◆ To do: Write only the number of lines in the data that include the word "post".
[Listed entries Boundary: Start]
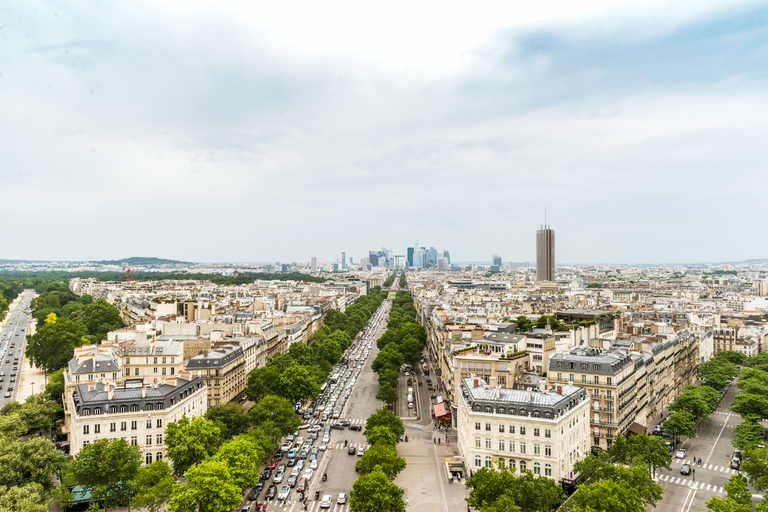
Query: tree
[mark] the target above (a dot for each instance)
(191, 442)
(680, 423)
(387, 394)
(738, 497)
(749, 433)
(748, 404)
(105, 468)
(263, 381)
(279, 411)
(23, 462)
(384, 418)
(382, 456)
(242, 456)
(375, 493)
(153, 486)
(381, 435)
(54, 342)
(607, 496)
(208, 489)
(30, 497)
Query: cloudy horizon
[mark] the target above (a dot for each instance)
(242, 132)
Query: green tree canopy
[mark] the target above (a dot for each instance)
(375, 493)
(190, 442)
(105, 467)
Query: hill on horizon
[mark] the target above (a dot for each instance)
(140, 261)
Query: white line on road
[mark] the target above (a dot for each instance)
(728, 417)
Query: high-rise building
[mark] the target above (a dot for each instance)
(545, 254)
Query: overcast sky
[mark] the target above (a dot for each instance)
(277, 131)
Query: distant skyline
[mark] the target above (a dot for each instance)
(241, 131)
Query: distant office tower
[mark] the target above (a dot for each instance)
(545, 254)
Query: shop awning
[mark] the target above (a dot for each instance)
(439, 409)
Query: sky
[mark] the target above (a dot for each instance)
(247, 131)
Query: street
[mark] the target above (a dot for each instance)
(13, 341)
(713, 446)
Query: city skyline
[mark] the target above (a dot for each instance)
(628, 129)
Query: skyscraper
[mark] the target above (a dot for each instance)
(545, 254)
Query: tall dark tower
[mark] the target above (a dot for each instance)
(545, 254)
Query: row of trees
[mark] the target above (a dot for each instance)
(402, 342)
(373, 491)
(300, 373)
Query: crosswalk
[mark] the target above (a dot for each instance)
(713, 467)
(687, 482)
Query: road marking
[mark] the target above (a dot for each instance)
(718, 437)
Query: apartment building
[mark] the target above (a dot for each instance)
(133, 411)
(545, 431)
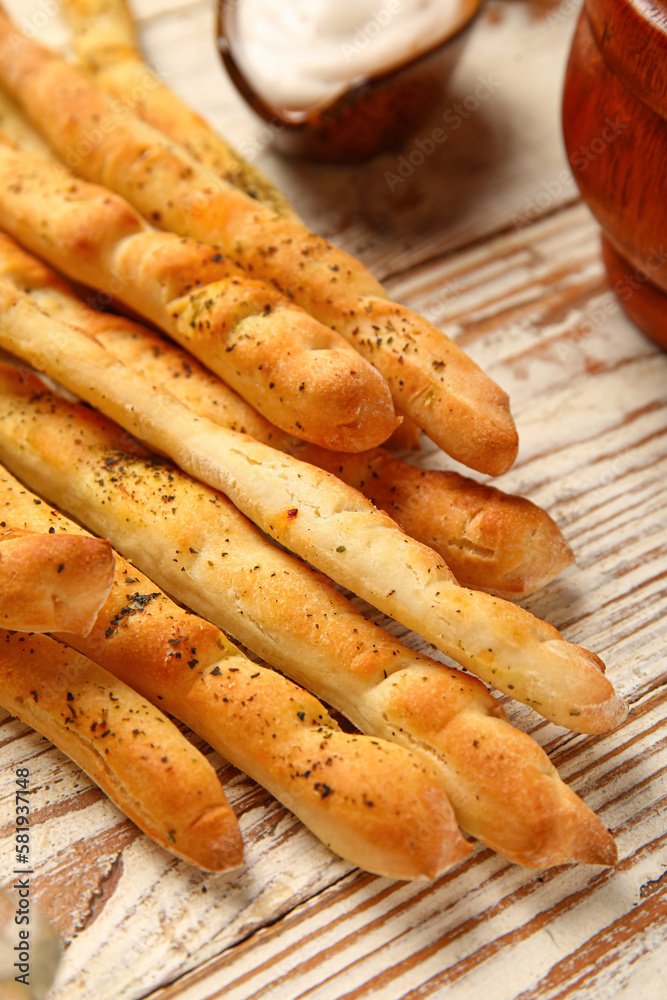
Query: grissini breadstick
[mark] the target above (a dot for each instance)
(16, 127)
(300, 374)
(329, 524)
(105, 42)
(438, 386)
(489, 539)
(503, 786)
(126, 745)
(106, 45)
(51, 583)
(374, 803)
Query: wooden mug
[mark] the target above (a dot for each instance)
(615, 130)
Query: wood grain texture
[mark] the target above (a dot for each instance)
(486, 238)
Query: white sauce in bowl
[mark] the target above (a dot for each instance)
(300, 55)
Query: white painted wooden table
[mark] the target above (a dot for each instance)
(489, 239)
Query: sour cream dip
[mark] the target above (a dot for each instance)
(301, 55)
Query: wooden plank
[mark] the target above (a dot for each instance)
(531, 303)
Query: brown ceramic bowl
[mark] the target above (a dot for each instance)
(615, 130)
(376, 115)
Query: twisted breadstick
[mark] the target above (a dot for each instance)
(297, 372)
(502, 785)
(52, 583)
(106, 45)
(127, 746)
(489, 539)
(330, 525)
(257, 719)
(431, 380)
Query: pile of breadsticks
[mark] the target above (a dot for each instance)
(291, 367)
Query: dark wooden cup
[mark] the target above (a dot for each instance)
(615, 130)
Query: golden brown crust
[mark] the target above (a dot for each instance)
(202, 550)
(330, 525)
(490, 540)
(431, 379)
(300, 374)
(254, 717)
(128, 747)
(51, 583)
(106, 45)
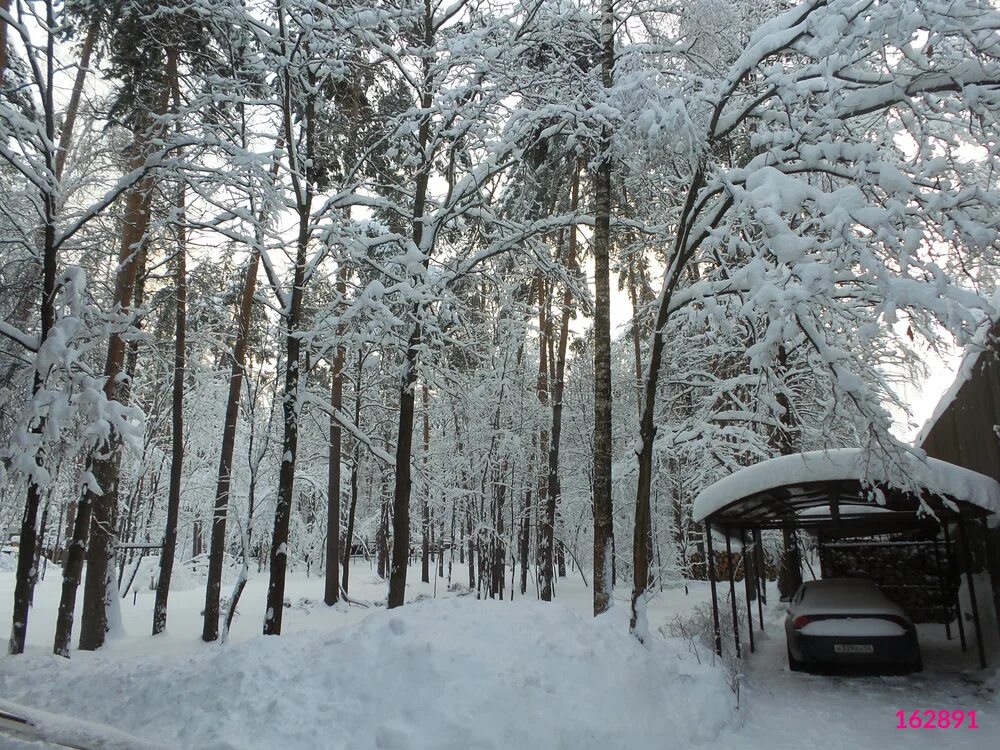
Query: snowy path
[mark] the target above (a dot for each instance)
(784, 709)
(466, 674)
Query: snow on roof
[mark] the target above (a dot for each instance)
(857, 464)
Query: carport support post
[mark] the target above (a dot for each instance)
(711, 580)
(746, 583)
(991, 566)
(963, 536)
(958, 603)
(761, 568)
(732, 595)
(944, 583)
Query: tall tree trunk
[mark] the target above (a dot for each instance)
(177, 411)
(290, 439)
(784, 441)
(27, 570)
(349, 536)
(546, 532)
(73, 107)
(554, 490)
(331, 594)
(101, 505)
(404, 441)
(217, 550)
(425, 521)
(301, 175)
(603, 519)
(5, 7)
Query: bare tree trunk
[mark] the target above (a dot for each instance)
(27, 570)
(558, 387)
(5, 7)
(546, 531)
(25, 579)
(331, 594)
(105, 466)
(73, 107)
(603, 519)
(783, 440)
(290, 440)
(425, 547)
(213, 588)
(301, 175)
(404, 441)
(177, 415)
(349, 537)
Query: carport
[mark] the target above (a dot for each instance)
(847, 491)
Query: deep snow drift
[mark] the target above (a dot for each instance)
(455, 673)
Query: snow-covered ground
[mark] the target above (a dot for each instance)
(453, 672)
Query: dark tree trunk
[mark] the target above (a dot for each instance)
(177, 429)
(349, 537)
(105, 465)
(382, 541)
(524, 543)
(425, 547)
(404, 441)
(331, 594)
(301, 175)
(210, 627)
(603, 519)
(290, 439)
(177, 407)
(27, 570)
(546, 530)
(237, 372)
(558, 387)
(4, 6)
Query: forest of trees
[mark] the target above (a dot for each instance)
(283, 280)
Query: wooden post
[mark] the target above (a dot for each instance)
(746, 584)
(715, 596)
(732, 596)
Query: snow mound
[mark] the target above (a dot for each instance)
(444, 674)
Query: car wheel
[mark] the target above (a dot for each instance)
(794, 665)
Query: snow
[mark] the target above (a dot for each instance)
(853, 627)
(848, 464)
(844, 595)
(459, 673)
(784, 709)
(446, 673)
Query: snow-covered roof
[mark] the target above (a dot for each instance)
(849, 464)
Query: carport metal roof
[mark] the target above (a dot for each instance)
(845, 491)
(848, 489)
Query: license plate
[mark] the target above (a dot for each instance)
(853, 648)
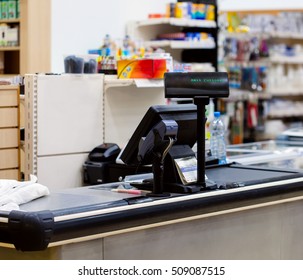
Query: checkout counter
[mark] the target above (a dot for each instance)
(253, 212)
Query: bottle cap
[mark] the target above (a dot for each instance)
(217, 114)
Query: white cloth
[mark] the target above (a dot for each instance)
(14, 193)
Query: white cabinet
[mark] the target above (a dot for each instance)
(63, 123)
(9, 133)
(68, 115)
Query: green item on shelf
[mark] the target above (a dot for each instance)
[Listed entries Boundary: End]
◆ Answer to the problem: 2